The exercise: Rewrite the records, changing "green plastic bag" to "blue paper bag" and leaving everything else unchanged.

Recorded data:
-------------------------
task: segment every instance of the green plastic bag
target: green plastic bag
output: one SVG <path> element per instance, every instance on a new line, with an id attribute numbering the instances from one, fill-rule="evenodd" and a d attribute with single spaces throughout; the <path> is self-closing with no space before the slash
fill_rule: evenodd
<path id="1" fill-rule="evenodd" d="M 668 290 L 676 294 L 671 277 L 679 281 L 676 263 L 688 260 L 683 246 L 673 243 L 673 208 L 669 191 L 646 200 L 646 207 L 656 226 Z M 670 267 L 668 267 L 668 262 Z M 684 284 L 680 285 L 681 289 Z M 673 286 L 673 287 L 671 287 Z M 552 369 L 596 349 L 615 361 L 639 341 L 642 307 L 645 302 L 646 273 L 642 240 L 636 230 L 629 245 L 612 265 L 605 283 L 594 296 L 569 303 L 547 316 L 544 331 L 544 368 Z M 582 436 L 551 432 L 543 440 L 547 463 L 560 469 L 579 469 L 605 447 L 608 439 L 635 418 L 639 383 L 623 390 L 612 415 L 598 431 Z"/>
-------------------------
Written answer:
task: segment every instance of the blue paper bag
target: blue paper bag
output: one SVG <path> element per instance, every instance on a new line, with an id attribute numbering the instances from one, fill-rule="evenodd" and a d attribute with single spaces throughout; the <path> is self-closing with no space before the slash
fill_rule: evenodd
<path id="1" fill-rule="evenodd" d="M 668 290 L 676 294 L 671 277 L 679 281 L 676 263 L 688 260 L 683 246 L 673 243 L 673 208 L 669 191 L 646 200 L 646 207 L 656 226 Z M 670 267 L 668 267 L 668 262 Z M 684 284 L 680 285 L 681 289 Z M 673 286 L 673 287 L 671 287 Z M 552 369 L 596 349 L 615 361 L 639 341 L 642 307 L 645 302 L 646 273 L 642 240 L 636 230 L 629 245 L 612 265 L 605 283 L 594 296 L 569 303 L 547 316 L 544 331 L 544 368 Z M 582 436 L 551 432 L 543 440 L 547 463 L 560 469 L 579 469 L 605 447 L 608 439 L 635 418 L 639 383 L 623 390 L 612 415 L 598 431 Z"/>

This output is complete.